Das ist ein riesiges Interview mit Tucker Carlsson, der versucht hat Trump vom Iran Krieg abzubringen. Ich muss das irgendwo aufbewahren und hier ist der sicherste Platz. Leider werden die Fragen des Journalisten nicht mehr durch Fettdruck hervorgehoben, wie das im Original in der New York Times  gewesen ist,also ein bisschen raten ist nötig.

By Lulu Garcia-Navarro

May 2, 2026

Updated 7:19 a.m. ET

Tucker Carlson has been at the center of our political conversation and conservative media for a decade now. Few media figures are more closely identified with the Trump era. His hugely popular Fox News show started just after the 2016 election, and despite being fired by that network in 2023, Carlson has remained a Trumpworld fixture, launching his own network, boosting Donald Trump on his podcast and at campaign rallies, sitting in Trump’s box during the Republican National Convention and attending his inauguration.

 

Then, in February, President Trump made the call to attack Iran alongside Israel, a decision that Carlson is completely opposed to. He now says he regrets supporting Trump and has become a vocal and influential critic of the administration on his show. He also blames Israel for making Trump a “slave” by, as he characterizes it, pushing the president into war. Because of this focus on Israel, and his high-profile interview of the white nationalist influencer Nick Fuentes, critics have accused him of antisemitism.

 

To understand this break with the president and more, I traveled to Maine to sit down with Carlson, and then we spoke again remotely a few days later. We had a wide-ranging conversation about his views on the war, his Fuentes episode, his friendship with Vice President JD Vance and, more surreally, whether he thinks Trump is the Antichrist — something he’s been musing about on his show.

**EXTRACTED MATERIAL:**
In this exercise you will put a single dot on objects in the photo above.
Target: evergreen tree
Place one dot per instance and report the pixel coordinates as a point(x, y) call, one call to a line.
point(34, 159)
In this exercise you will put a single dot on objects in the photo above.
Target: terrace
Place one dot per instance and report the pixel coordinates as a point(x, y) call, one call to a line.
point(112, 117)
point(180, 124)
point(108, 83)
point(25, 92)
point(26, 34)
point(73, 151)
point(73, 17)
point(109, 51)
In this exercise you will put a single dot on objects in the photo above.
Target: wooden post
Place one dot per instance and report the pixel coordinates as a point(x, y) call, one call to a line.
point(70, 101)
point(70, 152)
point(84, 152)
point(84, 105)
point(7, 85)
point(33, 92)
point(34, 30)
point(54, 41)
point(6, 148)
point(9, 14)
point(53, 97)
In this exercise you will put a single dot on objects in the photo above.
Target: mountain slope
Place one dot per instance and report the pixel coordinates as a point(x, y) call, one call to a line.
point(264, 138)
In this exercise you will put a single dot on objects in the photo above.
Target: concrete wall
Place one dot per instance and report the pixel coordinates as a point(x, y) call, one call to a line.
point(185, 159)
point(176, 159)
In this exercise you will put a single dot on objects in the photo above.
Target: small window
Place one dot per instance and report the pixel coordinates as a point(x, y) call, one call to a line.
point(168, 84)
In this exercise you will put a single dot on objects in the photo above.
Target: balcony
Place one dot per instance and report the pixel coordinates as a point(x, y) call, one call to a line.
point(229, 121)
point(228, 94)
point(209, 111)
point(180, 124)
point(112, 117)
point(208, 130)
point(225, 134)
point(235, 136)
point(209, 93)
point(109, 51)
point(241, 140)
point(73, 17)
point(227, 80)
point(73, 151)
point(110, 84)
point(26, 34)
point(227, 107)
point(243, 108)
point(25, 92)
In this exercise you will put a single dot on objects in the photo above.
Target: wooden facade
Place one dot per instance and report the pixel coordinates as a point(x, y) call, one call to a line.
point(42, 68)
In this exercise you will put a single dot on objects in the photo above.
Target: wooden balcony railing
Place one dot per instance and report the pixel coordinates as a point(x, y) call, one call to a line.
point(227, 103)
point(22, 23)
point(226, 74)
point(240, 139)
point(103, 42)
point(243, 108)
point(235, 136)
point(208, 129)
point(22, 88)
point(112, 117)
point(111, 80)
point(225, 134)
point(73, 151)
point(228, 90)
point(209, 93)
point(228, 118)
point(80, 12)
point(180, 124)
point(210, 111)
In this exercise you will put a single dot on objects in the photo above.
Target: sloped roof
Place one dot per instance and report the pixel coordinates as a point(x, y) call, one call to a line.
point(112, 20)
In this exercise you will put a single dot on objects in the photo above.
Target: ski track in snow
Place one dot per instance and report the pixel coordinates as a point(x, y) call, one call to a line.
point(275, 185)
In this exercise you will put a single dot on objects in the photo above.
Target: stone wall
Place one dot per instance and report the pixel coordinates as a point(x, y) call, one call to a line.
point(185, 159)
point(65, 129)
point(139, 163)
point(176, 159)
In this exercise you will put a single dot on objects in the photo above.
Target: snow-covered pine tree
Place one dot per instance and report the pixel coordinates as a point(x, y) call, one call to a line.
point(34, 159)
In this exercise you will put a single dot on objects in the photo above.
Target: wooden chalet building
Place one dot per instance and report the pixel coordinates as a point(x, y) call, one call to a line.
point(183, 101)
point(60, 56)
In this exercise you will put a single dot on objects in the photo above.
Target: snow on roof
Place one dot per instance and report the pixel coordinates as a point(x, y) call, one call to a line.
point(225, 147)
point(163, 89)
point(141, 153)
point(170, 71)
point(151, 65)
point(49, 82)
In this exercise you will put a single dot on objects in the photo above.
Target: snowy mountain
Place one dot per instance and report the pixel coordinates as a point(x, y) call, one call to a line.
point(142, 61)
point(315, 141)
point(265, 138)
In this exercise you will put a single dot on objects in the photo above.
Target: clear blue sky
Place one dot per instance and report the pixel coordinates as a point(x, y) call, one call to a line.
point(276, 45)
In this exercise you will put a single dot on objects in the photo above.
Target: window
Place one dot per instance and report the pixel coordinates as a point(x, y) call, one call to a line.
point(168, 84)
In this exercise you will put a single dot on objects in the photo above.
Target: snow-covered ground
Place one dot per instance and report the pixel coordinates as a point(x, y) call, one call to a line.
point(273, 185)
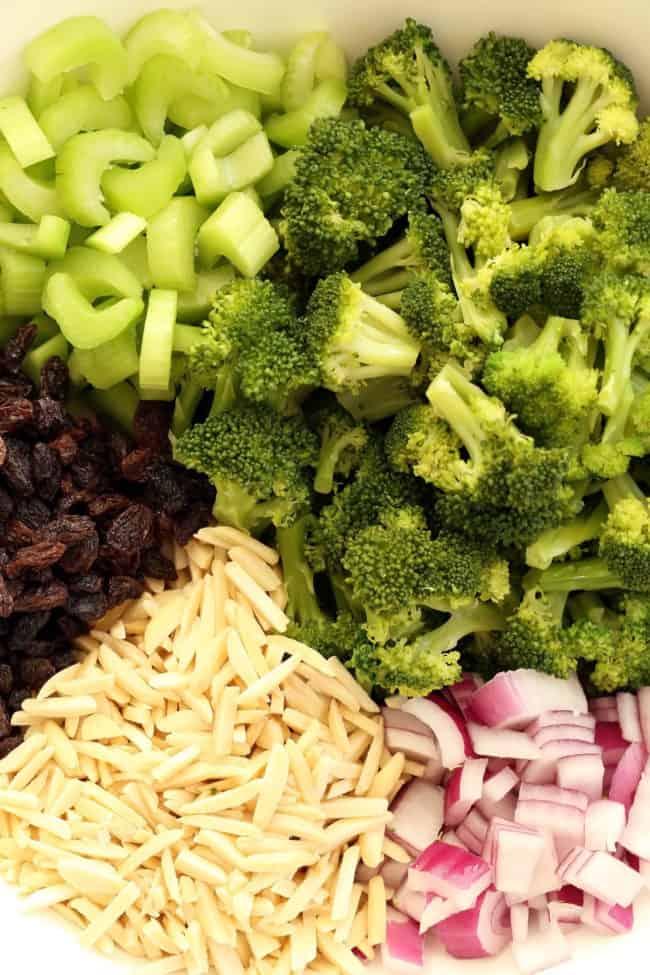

**YOUR TASK:** Please restate the part of the Tucker Carlson piece that opens with the words containing "To understand this" and closes with "about on his show.", swapping "remotely" for "by phone".

**SOLUTION FOR THIS EXERCISE:**
To understand this break with the president and more, I traveled to Maine to sit down with Carlson, and then we spoke again by phone a few days later. We had a wide-ranging conversation about his views on the war, his Fuentes episode, his friendship with Vice President JD Vance and, more surreally, whether he thinks Trump is the Antichrist — something he’s been musing about on his show.